● **DOCUMENTO DE ORIGEN**
○ ○ ○ ○ ○ ○ ○
¿Una virtualidad envenenada y contaminada está configurando nuestra cotidianidad post confinamiento? De alguna forma sí, pero también están los tejidos de solidaridad y esperanza que se trenzan desde abajo: un horizonte político de convivencia basado en el apoyo y el cuidado mutuo.
Valeria Canelas
Entre la bruma del principio de la pandemia -la experiencia del afuera súbitamente en suspenso- era difícil descifrar algunos lenguajes y algunas imágenes que iban surgiendo. De pronto, más que nunca, nuestra experiencia se encontraba mediada por las fotografías y los vídeos que nos decían que eso era el afuera: calles vacías, «desfiles» militares, mascarillas, ambulancias, ataúdes.
Y ahora, como si la bruma comenzara a disiparse, surgen monstruos. Militares ocupando parlamentos y ministerios, como si no les bastara el monopolio que han tenido este tiempo del espacio público.
○ ○ ○ ○ ○ ○ ○
● **DATOS PROPORCIONADOS**
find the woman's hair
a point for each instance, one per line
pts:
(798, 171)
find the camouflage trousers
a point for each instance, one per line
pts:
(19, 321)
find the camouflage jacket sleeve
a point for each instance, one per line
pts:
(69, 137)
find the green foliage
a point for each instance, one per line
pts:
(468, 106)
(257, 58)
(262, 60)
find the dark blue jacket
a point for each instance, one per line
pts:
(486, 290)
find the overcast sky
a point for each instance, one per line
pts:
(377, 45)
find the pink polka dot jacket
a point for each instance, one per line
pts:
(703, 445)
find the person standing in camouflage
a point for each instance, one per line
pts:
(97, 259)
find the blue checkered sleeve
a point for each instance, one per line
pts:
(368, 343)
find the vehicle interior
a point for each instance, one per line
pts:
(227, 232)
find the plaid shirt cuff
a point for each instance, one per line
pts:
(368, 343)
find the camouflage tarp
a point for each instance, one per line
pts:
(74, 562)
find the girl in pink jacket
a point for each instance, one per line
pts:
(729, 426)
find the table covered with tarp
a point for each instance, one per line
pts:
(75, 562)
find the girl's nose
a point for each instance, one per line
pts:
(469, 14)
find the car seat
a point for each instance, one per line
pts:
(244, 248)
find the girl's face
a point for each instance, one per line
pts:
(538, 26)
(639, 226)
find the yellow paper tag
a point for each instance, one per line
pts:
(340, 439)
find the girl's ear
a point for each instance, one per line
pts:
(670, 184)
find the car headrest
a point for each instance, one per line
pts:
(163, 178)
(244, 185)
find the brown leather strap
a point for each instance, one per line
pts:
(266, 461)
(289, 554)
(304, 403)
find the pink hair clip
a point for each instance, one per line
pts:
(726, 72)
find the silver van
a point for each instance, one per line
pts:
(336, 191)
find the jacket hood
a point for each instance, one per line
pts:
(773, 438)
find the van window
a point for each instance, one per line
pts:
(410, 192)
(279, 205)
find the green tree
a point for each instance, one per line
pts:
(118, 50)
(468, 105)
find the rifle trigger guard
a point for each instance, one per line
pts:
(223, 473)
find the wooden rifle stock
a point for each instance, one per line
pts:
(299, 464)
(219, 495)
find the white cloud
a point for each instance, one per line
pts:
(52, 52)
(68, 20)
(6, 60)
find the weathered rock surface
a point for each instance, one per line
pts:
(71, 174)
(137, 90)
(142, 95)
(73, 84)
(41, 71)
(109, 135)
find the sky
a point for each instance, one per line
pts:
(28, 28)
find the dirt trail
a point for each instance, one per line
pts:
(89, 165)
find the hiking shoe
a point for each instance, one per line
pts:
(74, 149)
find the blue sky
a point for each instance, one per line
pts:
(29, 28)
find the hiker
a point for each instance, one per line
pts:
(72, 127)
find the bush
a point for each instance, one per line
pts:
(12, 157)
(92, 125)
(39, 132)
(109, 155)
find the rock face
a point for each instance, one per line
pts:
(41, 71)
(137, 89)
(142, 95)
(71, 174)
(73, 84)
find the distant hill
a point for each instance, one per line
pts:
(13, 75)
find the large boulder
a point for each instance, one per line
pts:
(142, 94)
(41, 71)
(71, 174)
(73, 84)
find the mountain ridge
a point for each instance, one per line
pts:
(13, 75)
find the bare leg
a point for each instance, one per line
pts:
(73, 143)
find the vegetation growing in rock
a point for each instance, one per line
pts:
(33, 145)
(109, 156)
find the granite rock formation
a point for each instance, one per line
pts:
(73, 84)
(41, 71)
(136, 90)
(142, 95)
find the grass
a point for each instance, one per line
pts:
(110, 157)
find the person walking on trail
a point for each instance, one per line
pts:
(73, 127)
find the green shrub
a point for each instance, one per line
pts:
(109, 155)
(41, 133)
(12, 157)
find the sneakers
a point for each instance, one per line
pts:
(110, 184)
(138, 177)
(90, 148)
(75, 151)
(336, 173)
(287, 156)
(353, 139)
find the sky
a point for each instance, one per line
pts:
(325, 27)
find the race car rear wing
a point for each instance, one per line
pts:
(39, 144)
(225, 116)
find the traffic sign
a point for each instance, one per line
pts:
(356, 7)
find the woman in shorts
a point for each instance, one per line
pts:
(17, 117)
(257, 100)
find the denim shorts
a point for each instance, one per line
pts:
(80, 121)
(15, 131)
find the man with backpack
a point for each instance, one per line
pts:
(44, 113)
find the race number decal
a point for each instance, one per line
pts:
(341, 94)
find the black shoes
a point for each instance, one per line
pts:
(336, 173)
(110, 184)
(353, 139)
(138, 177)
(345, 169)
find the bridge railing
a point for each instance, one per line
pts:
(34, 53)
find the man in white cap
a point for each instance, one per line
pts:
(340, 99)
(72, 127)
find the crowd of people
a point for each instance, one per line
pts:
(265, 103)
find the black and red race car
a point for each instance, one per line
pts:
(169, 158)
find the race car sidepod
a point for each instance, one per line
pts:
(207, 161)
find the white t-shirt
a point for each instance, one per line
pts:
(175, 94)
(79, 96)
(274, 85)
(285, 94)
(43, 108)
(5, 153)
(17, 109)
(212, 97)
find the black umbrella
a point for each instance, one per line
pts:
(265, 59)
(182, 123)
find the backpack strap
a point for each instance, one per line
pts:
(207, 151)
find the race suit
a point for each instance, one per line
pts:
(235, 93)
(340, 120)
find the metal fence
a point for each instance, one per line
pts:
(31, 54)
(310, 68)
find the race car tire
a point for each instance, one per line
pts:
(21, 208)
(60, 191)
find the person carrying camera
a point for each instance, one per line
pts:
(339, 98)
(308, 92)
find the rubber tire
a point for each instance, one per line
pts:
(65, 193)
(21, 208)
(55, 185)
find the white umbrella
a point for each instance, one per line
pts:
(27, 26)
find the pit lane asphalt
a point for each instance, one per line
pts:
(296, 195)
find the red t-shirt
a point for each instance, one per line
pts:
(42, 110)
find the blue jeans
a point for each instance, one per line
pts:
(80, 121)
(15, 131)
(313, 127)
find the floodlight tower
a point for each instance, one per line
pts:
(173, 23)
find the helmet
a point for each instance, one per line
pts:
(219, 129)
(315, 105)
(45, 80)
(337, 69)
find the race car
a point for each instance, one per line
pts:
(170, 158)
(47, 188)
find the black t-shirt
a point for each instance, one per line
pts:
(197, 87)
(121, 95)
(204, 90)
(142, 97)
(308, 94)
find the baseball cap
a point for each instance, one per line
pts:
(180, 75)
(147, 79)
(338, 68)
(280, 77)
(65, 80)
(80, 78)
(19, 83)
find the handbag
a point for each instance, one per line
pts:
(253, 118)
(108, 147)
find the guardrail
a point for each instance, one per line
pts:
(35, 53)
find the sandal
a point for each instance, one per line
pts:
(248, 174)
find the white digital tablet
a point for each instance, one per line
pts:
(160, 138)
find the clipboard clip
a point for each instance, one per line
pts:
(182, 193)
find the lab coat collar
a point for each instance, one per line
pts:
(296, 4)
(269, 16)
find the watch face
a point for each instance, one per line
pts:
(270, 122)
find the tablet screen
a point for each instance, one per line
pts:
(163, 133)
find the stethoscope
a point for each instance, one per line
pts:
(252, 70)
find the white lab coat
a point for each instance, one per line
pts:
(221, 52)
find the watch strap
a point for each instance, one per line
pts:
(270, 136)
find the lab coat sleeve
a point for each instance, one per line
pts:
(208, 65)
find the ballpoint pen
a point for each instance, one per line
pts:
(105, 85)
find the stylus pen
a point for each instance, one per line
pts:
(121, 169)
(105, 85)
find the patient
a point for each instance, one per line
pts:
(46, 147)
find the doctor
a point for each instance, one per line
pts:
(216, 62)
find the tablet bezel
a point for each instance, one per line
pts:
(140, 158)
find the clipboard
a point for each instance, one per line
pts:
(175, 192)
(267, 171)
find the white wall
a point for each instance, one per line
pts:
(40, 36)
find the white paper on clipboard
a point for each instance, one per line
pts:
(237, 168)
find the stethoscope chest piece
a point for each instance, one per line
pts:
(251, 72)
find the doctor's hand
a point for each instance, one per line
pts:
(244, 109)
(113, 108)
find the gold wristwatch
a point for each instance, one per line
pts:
○ ○ ○ ○ ○ ○ ○
● **COMPRUEBA TU COMPRENSIÓN**
(1) Reproduce el fragmento del texto sobre la pandemia que va desde "Valeria Canelas" hasta "del espacio público.", cambiando "ataúdes" por "féretros".
(2) Retoma el texto sobre la pandemia y continúalo a partir de su última oración.

● **RESPUESTAS POR TAREA**
(1)
Valeria Canelas
Entre la bruma del principio de la pandemia -la experiencia del afuera súbitamente en suspenso- era difícil descifrar algunos lenguajes y algunas imágenes que iban surgiendo. De pronto, más que nunca, nuestra experiencia se encontraba mediada por las fotografías y los vídeos que nos decían que eso era el afuera: calles vacías, «desfiles» militares, mascarillas, ambulancias, féretros.
Y ahora, como si la bruma comenzara a disiparse, surgen monstruos. Militares ocupando parlamentos y ministerios, como si no les bastara el monopolio que han tenido este tiempo del espacio público.

(2)
Suspendida nuestra experiencia del afuera, a veces da la impresión que la virtualidad crispada ha reemplazado la convivencia, envenenándola irremediablemente con hashtags cuidadosamente pensados para que salgamos de todo esto convertidos en vectores de odio.
Da la impresión que la virtualidad envenenada es la que está configurando la convivencia que vendrá. Por supuesto, esto da mucho miedo.
En la distopía que nos ha tocado vivir, aparentemente las máquinas que acabarán con nosotros no se parecen a los robots que desde la ficción habíamos imaginado. En realidad, esas herramientas construidas mediante tecnología humana que parecen volcarse contra sus «creadores» son granjas de bots. Simulacros movilizados por algoritmos que condicionan nuestro ánimo e intentan trazar un mapa político enajenado por el desprecio.
Los replicantes son imágenes de stock que en ocasiones ni siquiera pertenecen a rostros reales. Retuiteantes de un lenguaje/consigna que prolifera en el espacio virtual y busca condicionar nuestros discursos.
No podemos terminar hablando el lenguaje/bulo del bot y, sin embargo, a veces resulta difícil no hacerlo mientras buscamos estrategias de respuesta, de defensa, de desmentido. La verdad y la mentira, al igual que las personas reales y los bots, a veces son indistinguibles en el universo Twitter. Y quizás contra eso simplemente no haya nada que hacer.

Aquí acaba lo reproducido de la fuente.